Tarea 1 →
En el artículo sobre los legisladores y la "patulea", ¿cómo define el DLE esa palabra?
Tarea 2 →
Enumera todos los adjetivos que el artículo sobre los legisladores y la "patulea" aplica al grupo inmediatamente después de las palabras "un grupo de gente".

Texto extraído →
○ ○ ○ ○ ○
08 abril 2022

De patuleas y patulecos

“No sé cómo los rebajados medios de comunicación dedican páginas y horas a esta patulea de vagos pueriles y jactanciosos, incapacitados para conducir un país”. Javier Marías. El País, 5 de marzo de 2022.

 

Eso que Marías llama una “patulea” para designar a un grupo de gente incivil, avariciosa, ágrafa y cínica, que conforma el cuerpo legislativo de su país (allá como aquí, siempre hay cabida para honrosas excepciones), no es sino un término más que se inscribe en esa suerte de campeonato de insultos, diatribas y más denuestos a que se han hecho acreedores estos mal llamados legisladores cuya dudosa estirpe domina el protagonismo político de nuestros países. Conforman, en efecto, un “conjunto de personas despreciables” como lo define el DLE.

 

Pero referirse a estos cómicos personajes (de nuevo, solo hablamos de la mayoría) no requiere que participemos en un improbable torneo de invectivas. Ahí están ellos para auto-dedicarse agravios y vituperios. Aun si no lo hacen, su menos que mediocre actuación no solo que los caricaturiza, sino que con exceso de fidelidad los refleja. Basta escuchar su cansina tautología para reconocer que, cualquier cosa que digan (o, que hayan intentado decir) se convierte por sí sola en el más prosaico testimonio, no solo de la real dimensión de su capacidad expresiva, sino que se traduce, por sí misma, en oprobio, mofa y ultraje.
○ ○ ○ ○ ○
Extractos del listado →
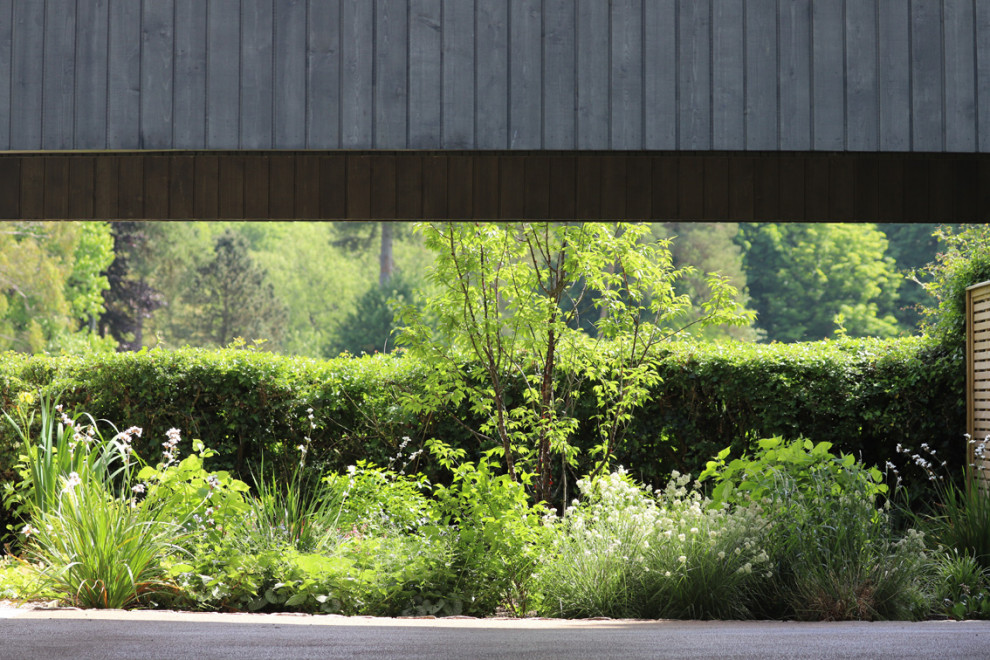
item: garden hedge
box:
[0,338,965,532]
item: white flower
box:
[65,472,82,490]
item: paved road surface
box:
[0,609,990,660]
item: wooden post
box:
[966,282,990,489]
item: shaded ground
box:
[0,605,990,660]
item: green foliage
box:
[22,478,186,609]
[922,225,990,351]
[934,552,990,620]
[739,222,903,342]
[399,223,748,502]
[538,471,768,619]
[428,440,546,615]
[698,437,888,504]
[0,221,113,353]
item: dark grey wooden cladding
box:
[0,0,990,152]
[0,150,990,222]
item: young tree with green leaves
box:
[399,222,752,502]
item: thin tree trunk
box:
[378,222,395,286]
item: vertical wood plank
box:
[877,2,911,151]
[375,0,409,149]
[523,155,550,220]
[320,155,347,219]
[845,2,880,151]
[472,155,501,220]
[107,2,141,149]
[543,0,577,149]
[347,156,371,220]
[168,156,196,219]
[944,0,990,152]
[746,0,778,150]
[206,0,241,149]
[877,154,904,222]
[40,156,69,219]
[306,0,340,148]
[93,156,120,218]
[779,0,811,151]
[340,2,374,148]
[273,0,307,149]
[703,155,729,220]
[609,0,648,150]
[244,154,270,218]
[20,156,45,220]
[828,154,857,222]
[172,0,207,148]
[475,0,509,149]
[268,153,296,218]
[447,156,474,220]
[811,0,846,151]
[677,156,705,220]
[509,0,543,149]
[117,156,145,219]
[548,155,577,220]
[677,2,712,150]
[712,0,746,150]
[852,155,880,222]
[753,157,785,221]
[141,155,169,220]
[598,153,626,220]
[67,156,96,219]
[139,0,174,149]
[780,155,807,222]
[498,155,526,220]
[74,0,109,150]
[371,155,396,220]
[910,0,945,151]
[729,155,756,221]
[0,0,14,150]
[440,2,474,149]
[193,155,220,219]
[572,0,611,148]
[974,2,990,153]
[0,156,22,220]
[10,2,45,149]
[625,155,656,220]
[293,154,320,219]
[643,0,678,149]
[240,0,280,149]
[217,156,246,219]
[395,154,423,220]
[423,156,447,220]
[42,0,76,149]
[409,0,443,149]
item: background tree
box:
○ ○ ○ ○ ○
Respuesta 1 →
Como un "conjunto de personas despreciables".

Respuesta 2 →
Incivil, avariciosa, ágrafa y cínica.